Written request A: In the Duke Coffeehouse passage below, why was the Coffeehouse failing as a business by Dickerson's third year? Answer in one to three sentences.

Chad Dickerson ’93 discovered the Duke Coffeehouse as a freshman, and for the next three years he hardly left. A Southern-born kid with an unconventional streak, he found the DIY café and music venue at the edge of East Campus a welcome alternative to mainstream campus culture. He was enthralled by the “secret society” of grunge rockers, college-radio deejays, Deadheads, and Durham townies—not to mention “just general weirdoes, and I say that in the most positive sense”—who gathered there to play carrom, read poetry, and discuss politics. As an English major and lover of words, he’d found his place. Every other part of campus came neatly prepackaged, stamped with a corporate logo. The Coffeehouse was the most handmade thing at Duke.
But by the time Dickerson was in his third year, the Coffeehouse was failing as a business. The former managers had left it deeply in debt, and the student government was threatening to withdraw funding. “They were going to end it,” Dickerson recalls. The Coffeehouse had exposed him to indie bands like Sonic Youth and Superchunk; it had offered him his first taste of hummus. Unable to let it fail completely, he went to the dean of students and made his case. “Let me run it,” he implored. “I’ll figure out a way to pay back the bills.” The dean agreed, giving him one semester to turn it around.

Written request B: Please rewrite everything in the listing below, from the line containing "find the nissan" down to the line containing "xmin=573 ymin=206 xmax=589 ymax=233", as a JSON list of strings with one string per line and blank lines left out.

Extracted material:
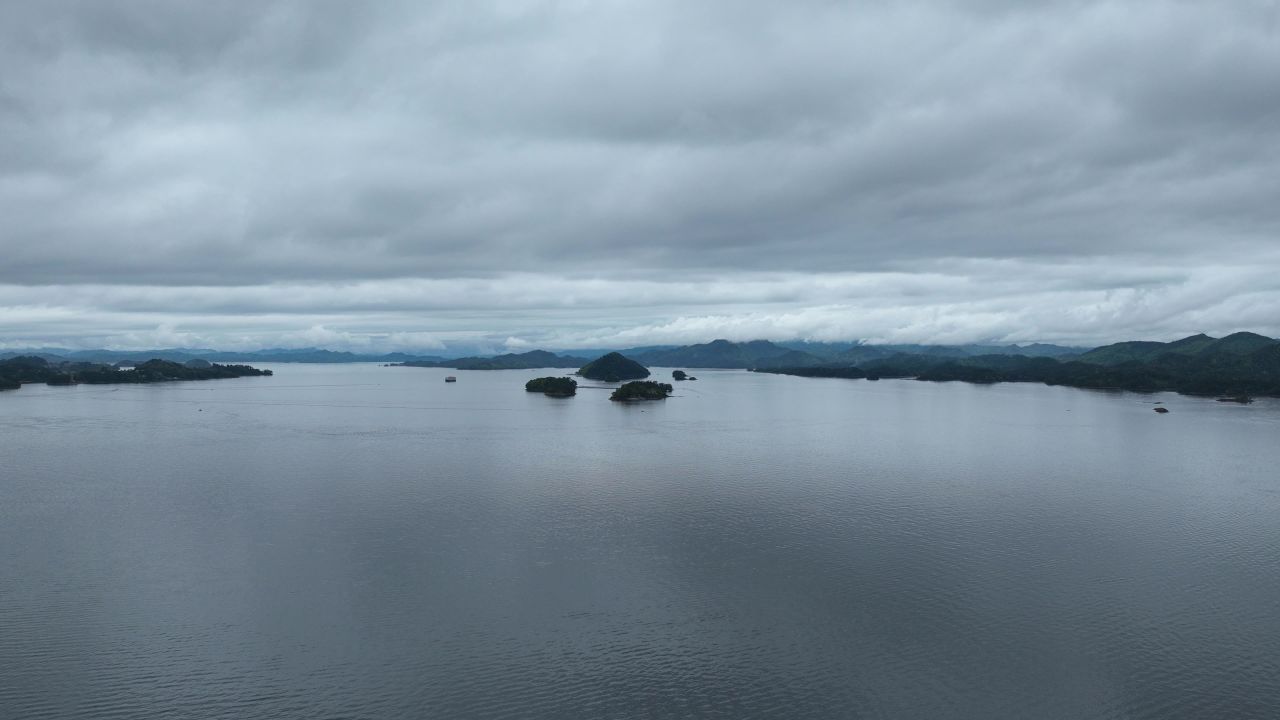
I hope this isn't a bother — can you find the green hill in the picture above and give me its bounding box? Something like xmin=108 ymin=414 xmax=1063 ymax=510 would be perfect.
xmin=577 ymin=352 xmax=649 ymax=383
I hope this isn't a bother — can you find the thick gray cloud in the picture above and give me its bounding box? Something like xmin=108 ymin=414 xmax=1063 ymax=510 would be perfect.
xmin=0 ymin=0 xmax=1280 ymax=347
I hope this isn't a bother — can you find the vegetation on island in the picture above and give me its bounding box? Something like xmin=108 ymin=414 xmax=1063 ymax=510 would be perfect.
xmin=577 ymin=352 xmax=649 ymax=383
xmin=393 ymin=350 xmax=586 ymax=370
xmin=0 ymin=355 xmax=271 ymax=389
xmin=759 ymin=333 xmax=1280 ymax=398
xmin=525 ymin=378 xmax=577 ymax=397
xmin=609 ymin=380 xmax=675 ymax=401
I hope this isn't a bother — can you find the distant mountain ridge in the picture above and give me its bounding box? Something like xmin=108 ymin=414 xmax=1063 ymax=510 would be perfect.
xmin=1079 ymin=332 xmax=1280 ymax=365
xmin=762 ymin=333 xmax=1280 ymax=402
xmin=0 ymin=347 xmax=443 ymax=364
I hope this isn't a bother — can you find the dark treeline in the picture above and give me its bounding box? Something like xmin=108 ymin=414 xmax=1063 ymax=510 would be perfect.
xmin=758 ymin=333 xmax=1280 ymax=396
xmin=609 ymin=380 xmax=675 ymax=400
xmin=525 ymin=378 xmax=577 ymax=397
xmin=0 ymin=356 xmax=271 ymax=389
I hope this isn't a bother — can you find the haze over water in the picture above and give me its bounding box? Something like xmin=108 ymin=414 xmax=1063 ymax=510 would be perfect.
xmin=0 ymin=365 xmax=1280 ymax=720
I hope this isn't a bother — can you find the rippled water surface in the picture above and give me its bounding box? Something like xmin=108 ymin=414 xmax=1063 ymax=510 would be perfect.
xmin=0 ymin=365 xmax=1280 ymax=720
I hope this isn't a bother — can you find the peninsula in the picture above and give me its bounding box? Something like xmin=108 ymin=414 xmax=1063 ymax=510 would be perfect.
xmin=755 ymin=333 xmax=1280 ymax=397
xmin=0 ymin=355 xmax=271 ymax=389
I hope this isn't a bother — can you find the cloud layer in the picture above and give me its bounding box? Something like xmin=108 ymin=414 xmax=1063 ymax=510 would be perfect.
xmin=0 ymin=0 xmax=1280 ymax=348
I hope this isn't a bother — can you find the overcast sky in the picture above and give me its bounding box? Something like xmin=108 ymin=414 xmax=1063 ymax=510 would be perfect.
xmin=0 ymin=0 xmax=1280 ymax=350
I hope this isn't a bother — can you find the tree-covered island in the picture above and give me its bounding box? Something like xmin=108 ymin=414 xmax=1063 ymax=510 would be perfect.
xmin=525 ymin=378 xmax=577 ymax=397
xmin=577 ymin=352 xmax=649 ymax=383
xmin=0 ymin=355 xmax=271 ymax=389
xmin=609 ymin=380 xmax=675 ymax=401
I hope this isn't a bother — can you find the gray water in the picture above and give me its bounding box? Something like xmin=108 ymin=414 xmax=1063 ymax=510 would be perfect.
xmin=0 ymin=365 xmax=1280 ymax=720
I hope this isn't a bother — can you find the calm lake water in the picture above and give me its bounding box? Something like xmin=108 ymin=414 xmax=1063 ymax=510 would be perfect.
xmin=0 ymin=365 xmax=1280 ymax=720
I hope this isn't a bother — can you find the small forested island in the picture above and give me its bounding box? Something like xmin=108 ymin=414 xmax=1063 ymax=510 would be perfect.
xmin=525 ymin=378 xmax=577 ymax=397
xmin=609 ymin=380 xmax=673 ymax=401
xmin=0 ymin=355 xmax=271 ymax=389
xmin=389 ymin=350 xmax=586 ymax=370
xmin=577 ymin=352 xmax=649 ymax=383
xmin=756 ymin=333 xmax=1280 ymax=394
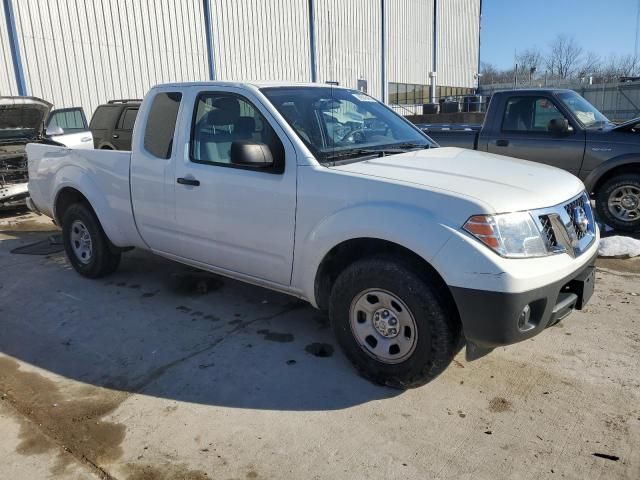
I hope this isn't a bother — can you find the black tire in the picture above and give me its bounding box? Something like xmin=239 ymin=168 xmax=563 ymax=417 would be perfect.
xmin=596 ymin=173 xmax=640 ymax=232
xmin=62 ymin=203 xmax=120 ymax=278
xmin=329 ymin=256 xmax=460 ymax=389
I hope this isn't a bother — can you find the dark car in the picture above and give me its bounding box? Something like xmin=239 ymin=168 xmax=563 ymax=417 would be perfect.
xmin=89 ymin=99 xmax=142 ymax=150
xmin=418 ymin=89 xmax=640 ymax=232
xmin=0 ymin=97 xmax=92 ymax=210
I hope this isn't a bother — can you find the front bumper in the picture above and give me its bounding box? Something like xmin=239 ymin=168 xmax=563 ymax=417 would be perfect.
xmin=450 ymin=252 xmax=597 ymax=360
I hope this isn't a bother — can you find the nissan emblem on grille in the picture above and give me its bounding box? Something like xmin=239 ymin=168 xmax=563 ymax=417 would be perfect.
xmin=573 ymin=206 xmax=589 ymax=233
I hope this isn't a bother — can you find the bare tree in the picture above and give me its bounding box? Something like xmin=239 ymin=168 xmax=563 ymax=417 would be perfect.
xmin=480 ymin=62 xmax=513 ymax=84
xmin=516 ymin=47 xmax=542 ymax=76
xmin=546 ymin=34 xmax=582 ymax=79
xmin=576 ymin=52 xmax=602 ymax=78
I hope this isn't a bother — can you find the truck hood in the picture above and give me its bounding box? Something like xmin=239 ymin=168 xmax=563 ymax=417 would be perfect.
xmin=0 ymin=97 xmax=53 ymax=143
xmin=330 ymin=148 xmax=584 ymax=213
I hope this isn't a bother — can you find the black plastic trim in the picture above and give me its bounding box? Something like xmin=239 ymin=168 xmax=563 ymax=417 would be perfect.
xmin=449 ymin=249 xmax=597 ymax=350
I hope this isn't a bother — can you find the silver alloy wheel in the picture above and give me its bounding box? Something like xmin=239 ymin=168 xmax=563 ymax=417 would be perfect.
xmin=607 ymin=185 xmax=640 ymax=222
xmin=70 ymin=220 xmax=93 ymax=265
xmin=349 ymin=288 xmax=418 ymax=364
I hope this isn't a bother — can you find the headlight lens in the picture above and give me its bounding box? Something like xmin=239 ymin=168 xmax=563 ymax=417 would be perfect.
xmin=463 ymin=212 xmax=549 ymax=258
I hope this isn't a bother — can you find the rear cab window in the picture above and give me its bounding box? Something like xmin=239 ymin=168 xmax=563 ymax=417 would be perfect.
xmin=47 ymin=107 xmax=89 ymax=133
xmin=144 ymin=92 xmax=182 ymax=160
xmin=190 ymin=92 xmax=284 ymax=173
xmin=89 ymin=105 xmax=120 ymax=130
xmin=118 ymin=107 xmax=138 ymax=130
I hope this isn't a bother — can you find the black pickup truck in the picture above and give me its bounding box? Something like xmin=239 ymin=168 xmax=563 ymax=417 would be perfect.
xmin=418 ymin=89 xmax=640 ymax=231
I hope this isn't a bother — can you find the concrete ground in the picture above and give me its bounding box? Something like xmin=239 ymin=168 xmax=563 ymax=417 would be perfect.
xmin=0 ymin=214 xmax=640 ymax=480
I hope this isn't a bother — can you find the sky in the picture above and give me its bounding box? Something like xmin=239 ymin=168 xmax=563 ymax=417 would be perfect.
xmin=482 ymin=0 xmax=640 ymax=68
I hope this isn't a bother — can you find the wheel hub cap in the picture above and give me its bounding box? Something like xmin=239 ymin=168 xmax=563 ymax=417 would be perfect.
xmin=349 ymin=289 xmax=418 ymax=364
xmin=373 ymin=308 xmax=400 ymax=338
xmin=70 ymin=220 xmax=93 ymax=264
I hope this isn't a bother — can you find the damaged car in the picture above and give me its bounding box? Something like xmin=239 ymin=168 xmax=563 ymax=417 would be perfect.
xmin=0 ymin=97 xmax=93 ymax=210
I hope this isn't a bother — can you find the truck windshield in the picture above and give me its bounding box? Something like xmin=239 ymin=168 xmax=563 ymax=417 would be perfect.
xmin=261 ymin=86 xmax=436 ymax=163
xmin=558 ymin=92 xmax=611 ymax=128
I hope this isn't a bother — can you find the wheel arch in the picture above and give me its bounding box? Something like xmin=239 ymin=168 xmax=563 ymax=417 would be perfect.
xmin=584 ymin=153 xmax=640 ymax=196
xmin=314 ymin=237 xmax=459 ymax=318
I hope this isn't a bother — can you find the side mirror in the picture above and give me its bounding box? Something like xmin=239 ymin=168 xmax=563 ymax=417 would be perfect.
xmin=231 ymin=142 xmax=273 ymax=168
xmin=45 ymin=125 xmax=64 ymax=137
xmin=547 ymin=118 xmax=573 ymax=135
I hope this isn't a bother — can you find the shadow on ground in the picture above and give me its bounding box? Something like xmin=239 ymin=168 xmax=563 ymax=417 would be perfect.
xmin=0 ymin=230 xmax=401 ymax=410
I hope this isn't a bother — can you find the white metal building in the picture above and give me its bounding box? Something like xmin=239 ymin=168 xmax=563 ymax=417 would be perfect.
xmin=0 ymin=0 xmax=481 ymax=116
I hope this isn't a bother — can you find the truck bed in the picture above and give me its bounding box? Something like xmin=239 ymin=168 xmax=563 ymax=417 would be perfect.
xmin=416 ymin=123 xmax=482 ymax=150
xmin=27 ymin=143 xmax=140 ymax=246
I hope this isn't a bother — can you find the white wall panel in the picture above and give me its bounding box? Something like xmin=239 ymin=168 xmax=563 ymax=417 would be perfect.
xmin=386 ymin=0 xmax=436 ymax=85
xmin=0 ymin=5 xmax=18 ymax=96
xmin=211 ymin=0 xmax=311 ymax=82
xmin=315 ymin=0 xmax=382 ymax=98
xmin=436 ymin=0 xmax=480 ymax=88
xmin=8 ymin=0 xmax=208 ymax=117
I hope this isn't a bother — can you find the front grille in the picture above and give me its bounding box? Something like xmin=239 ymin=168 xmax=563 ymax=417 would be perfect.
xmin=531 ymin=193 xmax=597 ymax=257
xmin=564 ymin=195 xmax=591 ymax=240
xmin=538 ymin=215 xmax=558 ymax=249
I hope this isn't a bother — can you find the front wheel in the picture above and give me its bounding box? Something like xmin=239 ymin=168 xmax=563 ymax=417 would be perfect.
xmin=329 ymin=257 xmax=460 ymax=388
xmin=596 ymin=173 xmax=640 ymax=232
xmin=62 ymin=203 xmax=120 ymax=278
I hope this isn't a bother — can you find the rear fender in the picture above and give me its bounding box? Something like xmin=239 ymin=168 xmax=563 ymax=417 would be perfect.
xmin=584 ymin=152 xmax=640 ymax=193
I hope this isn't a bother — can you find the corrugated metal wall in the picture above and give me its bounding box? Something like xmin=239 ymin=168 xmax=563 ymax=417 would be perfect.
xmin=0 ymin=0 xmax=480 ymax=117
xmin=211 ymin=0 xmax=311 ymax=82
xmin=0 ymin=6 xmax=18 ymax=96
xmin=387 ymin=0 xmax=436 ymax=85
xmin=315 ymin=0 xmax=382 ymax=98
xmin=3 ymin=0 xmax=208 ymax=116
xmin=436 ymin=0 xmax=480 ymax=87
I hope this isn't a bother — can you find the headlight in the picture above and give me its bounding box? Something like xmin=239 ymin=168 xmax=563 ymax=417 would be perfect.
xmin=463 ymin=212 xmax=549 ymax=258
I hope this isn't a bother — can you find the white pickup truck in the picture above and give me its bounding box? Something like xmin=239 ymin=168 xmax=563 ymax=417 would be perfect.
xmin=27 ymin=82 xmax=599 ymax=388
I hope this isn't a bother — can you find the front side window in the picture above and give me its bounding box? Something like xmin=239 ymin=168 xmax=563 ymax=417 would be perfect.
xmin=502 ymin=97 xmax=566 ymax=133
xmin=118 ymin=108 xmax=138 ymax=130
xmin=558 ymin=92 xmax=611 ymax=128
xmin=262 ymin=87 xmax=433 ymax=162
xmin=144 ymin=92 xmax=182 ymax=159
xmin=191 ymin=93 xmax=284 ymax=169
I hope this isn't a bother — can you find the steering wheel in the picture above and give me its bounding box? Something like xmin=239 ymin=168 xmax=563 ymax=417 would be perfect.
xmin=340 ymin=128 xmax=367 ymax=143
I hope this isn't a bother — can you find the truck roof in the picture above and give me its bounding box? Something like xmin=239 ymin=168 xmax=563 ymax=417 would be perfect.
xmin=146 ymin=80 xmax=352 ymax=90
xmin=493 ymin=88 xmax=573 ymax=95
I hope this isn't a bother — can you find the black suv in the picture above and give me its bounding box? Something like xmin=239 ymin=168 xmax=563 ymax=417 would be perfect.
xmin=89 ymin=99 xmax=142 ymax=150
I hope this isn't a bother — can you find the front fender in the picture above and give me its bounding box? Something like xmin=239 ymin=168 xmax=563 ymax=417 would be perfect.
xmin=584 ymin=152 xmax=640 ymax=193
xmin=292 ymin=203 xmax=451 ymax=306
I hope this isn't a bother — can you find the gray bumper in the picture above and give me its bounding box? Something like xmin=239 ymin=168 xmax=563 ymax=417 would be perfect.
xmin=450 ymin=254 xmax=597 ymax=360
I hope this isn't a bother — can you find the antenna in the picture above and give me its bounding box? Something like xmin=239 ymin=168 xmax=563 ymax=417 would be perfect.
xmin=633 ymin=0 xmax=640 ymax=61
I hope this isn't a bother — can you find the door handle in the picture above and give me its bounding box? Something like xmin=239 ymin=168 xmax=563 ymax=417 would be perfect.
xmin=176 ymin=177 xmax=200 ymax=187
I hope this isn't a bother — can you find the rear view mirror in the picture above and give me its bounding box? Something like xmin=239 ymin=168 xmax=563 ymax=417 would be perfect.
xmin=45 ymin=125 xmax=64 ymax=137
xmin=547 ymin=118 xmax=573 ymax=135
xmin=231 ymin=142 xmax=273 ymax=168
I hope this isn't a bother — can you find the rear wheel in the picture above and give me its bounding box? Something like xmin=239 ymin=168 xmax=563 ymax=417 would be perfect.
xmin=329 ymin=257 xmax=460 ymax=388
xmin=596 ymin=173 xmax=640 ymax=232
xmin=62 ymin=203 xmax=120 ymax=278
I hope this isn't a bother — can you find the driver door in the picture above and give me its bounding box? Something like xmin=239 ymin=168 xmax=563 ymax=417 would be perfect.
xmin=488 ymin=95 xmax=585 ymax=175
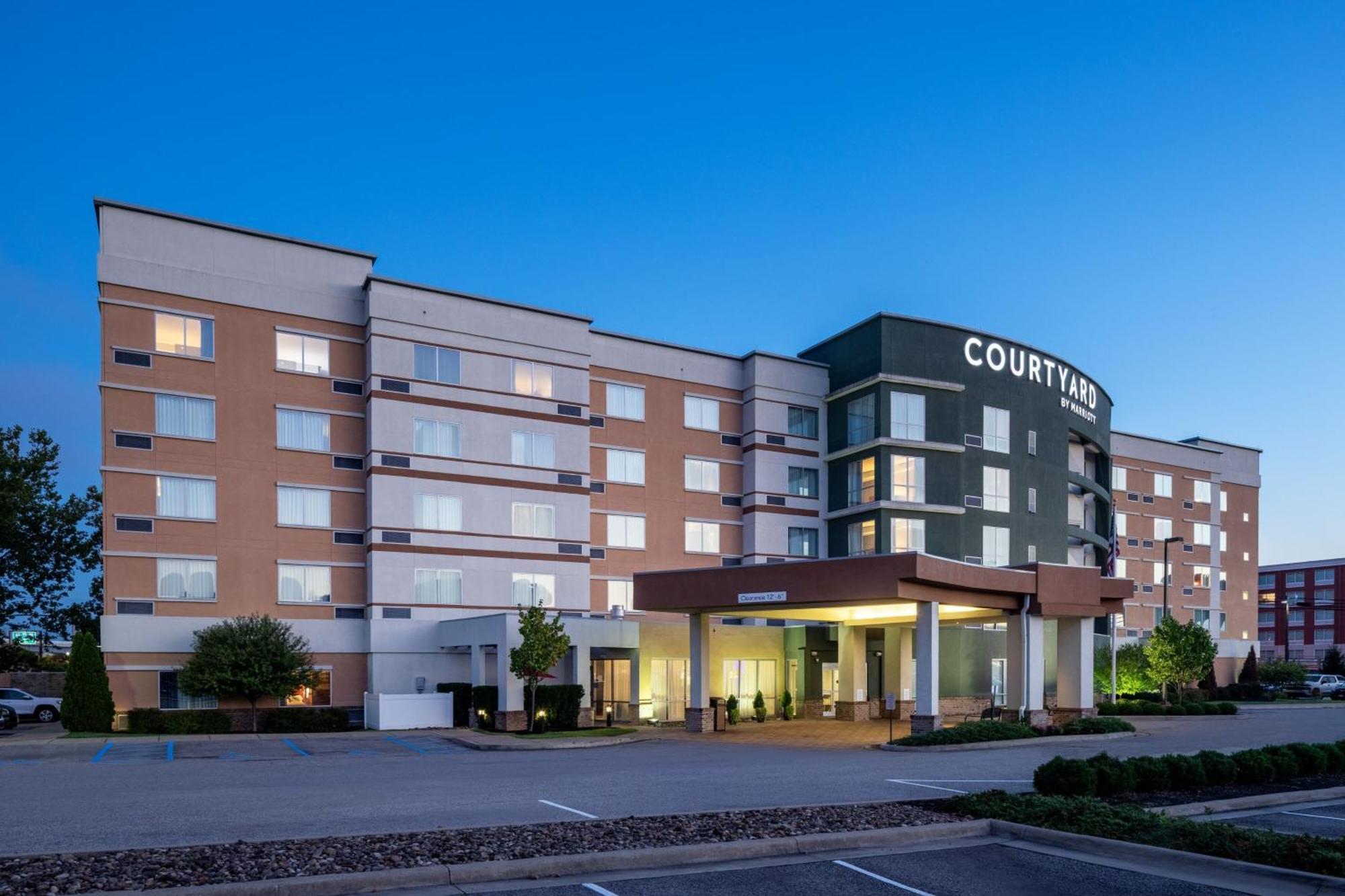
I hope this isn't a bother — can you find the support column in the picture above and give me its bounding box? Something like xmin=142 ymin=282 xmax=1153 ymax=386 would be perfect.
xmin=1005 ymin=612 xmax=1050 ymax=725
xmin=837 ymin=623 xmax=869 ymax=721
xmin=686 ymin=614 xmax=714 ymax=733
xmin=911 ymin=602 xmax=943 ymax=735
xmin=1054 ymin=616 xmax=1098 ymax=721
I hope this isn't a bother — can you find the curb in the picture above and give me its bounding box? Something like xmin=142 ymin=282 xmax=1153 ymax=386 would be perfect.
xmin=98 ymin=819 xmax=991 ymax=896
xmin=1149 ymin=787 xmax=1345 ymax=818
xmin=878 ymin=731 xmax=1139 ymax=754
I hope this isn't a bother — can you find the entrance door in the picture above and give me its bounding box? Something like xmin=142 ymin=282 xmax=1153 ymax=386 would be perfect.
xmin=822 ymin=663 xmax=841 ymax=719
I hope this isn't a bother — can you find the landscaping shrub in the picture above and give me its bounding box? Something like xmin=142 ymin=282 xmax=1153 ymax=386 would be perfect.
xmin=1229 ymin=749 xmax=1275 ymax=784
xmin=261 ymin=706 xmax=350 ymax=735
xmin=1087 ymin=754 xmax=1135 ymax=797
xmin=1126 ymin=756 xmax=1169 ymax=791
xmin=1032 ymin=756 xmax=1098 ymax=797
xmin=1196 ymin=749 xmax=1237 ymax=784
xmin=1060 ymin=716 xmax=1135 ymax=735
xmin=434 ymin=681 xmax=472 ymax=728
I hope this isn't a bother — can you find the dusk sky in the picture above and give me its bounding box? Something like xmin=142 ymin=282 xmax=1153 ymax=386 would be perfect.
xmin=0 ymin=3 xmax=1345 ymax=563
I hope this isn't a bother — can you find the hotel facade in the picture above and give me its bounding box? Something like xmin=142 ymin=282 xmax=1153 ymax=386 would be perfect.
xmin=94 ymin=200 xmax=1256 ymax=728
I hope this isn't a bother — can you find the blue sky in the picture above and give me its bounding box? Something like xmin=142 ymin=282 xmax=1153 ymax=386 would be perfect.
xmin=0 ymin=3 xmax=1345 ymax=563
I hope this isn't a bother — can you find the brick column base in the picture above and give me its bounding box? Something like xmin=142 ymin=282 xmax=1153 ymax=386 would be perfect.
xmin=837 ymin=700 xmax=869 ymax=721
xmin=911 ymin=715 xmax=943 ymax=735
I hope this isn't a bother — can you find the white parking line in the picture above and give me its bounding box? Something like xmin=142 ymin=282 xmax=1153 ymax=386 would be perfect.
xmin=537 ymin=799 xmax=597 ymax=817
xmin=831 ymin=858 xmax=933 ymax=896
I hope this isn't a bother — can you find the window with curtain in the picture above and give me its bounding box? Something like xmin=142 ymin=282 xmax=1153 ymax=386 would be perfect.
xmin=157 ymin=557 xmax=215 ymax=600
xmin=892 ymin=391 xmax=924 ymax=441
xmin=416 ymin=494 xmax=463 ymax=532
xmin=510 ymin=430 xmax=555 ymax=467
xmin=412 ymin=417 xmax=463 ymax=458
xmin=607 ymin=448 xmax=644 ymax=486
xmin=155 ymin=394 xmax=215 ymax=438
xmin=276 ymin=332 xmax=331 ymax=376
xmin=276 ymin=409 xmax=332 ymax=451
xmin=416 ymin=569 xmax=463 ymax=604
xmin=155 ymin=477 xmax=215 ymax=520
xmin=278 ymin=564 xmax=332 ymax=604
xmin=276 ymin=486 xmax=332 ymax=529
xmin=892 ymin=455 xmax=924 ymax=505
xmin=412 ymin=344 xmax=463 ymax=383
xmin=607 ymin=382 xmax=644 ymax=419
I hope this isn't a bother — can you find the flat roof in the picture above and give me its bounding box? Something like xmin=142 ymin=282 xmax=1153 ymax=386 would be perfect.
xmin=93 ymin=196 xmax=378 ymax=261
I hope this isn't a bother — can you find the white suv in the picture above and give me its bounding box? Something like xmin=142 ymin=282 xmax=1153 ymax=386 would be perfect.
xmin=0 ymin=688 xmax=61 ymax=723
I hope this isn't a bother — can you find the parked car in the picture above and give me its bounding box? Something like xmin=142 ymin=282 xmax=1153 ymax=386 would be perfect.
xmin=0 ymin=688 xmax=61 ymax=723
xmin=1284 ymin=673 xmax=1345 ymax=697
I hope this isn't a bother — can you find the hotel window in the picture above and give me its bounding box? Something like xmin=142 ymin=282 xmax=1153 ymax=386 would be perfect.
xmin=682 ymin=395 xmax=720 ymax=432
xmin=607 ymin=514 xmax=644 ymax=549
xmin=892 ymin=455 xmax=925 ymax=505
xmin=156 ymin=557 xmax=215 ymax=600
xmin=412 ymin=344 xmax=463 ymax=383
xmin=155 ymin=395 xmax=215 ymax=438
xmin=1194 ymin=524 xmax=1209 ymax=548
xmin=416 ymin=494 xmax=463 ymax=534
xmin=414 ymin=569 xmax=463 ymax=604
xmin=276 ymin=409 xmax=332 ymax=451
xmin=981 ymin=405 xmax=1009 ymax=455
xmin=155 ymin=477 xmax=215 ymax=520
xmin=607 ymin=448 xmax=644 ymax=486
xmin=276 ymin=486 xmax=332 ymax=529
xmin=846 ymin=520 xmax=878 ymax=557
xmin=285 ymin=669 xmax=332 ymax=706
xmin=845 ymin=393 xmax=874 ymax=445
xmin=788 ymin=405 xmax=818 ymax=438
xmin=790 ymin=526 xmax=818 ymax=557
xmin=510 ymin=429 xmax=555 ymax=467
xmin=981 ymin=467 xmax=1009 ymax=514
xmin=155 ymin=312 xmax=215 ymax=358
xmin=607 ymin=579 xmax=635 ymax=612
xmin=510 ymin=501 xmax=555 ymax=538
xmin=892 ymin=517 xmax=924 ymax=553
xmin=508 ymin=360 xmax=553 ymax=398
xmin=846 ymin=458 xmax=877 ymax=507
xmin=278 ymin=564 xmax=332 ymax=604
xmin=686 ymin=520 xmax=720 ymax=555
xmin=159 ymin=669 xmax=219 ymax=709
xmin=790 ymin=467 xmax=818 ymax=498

Finished answer A: The Coffeehouse was failing because its former managers had left it deeply in debt.

Finished answer B:
[
  "I hope this isn't a bother — can you find the nissan emblem on grille in the picture above and give me its bounding box? Something like xmin=239 ymin=168 xmax=563 ymax=417 would be perfect.",
  "xmin=573 ymin=206 xmax=589 ymax=233"
]